(Records from a data collection)

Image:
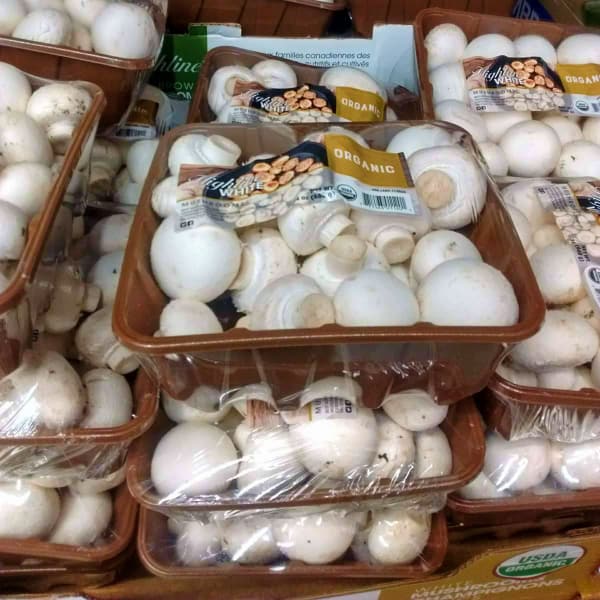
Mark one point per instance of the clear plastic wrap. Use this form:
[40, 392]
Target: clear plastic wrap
[90, 453]
[451, 362]
[396, 540]
[268, 89]
[63, 525]
[247, 451]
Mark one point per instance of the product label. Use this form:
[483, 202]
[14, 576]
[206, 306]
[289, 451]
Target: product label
[339, 169]
[508, 83]
[576, 210]
[253, 103]
[540, 561]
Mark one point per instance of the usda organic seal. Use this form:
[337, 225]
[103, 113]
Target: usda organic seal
[540, 561]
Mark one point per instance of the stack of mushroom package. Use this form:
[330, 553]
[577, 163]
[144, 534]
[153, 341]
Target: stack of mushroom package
[67, 411]
[299, 292]
[512, 86]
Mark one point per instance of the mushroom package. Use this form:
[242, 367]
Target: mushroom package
[380, 533]
[291, 252]
[528, 122]
[238, 446]
[270, 91]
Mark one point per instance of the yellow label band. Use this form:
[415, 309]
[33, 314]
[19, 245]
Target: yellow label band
[358, 105]
[372, 167]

(Required work) Write out only the final block of lines, starting at the line with "Mark one point per instance of the product" and running to the end of the material.

(Solution to this task)
Mark one point per instance of the product label. Use this form:
[483, 202]
[14, 576]
[206, 306]
[289, 451]
Target: product label
[339, 169]
[508, 83]
[576, 210]
[253, 103]
[540, 561]
Mark one point per instance of the usda organic seal. Use this form:
[337, 225]
[103, 113]
Target: usda organic seal
[540, 561]
Mark one point per instance of the stack of mushroom package. Use this form:
[330, 553]
[577, 163]
[144, 534]
[153, 341]
Target: stack of mushroom package
[67, 411]
[299, 292]
[512, 86]
Mark one point per instance of the mushroom package. Use this form:
[242, 367]
Target: mushroom package
[380, 533]
[291, 252]
[528, 122]
[238, 446]
[270, 91]
Mark one point per instance of the yellow label band. Use this form:
[415, 309]
[33, 314]
[19, 245]
Target: yellow label band
[358, 105]
[372, 167]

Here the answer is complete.